### Raw data
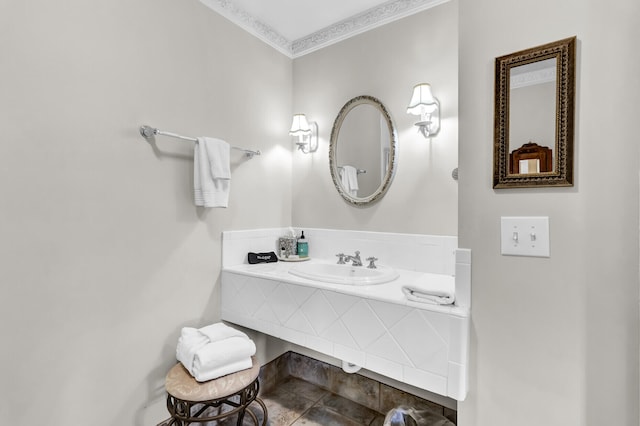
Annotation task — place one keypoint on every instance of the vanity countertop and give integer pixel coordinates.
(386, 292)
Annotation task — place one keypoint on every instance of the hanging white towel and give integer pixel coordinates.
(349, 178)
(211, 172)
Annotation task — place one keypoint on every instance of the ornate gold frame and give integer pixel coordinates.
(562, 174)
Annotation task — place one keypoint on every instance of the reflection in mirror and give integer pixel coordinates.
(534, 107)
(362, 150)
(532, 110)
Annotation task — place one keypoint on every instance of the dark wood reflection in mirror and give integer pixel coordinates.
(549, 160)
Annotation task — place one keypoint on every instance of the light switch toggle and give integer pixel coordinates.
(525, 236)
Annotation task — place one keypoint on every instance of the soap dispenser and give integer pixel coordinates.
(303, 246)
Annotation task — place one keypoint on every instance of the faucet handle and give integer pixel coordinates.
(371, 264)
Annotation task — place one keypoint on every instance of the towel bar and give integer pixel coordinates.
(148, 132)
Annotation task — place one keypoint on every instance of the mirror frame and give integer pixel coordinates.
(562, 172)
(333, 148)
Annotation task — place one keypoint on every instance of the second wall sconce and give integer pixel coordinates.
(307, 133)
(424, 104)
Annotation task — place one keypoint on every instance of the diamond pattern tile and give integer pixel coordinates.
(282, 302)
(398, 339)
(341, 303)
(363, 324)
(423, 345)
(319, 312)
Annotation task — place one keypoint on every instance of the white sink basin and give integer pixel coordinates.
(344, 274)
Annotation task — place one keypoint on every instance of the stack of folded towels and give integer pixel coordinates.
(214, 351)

--

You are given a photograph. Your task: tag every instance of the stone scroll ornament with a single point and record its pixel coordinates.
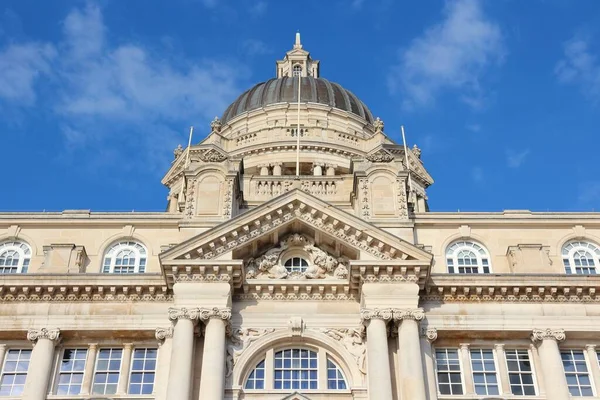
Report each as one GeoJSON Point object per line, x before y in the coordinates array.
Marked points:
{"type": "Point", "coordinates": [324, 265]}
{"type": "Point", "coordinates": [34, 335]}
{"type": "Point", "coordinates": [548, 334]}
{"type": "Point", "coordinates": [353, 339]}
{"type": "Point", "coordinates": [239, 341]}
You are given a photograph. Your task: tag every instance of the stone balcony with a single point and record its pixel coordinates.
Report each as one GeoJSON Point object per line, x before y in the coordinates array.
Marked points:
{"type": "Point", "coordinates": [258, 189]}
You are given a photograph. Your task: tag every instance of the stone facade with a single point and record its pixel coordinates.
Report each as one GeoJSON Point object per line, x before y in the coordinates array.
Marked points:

### Task to carry out
If a line above contains the string "photograph", count it, then give the total and nothing else.

### Exercise output
3